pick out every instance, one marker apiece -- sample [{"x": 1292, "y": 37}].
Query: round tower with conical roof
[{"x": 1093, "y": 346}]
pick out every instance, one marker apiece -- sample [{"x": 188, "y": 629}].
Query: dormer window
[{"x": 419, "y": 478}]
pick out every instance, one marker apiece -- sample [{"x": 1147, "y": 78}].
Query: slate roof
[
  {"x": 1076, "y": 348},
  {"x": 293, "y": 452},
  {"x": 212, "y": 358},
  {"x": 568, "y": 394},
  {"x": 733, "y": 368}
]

• [Exercise requirements]:
All the lines above need to be retyped exactly, with nothing left out.

• [Solution for this exercise]:
pick out every instance, one marker apiece -- sample [{"x": 1292, "y": 37}].
Query: round tower with conical roof
[{"x": 1093, "y": 346}]
pick out every instance, one marker apiece -- sample [{"x": 188, "y": 629}].
Query: dormer window
[{"x": 419, "y": 478}]
pick out every instance, one marker apiece -- sample [{"x": 1147, "y": 78}].
Query: slate roof
[
  {"x": 1076, "y": 348},
  {"x": 293, "y": 452},
  {"x": 212, "y": 358},
  {"x": 568, "y": 394},
  {"x": 733, "y": 368}
]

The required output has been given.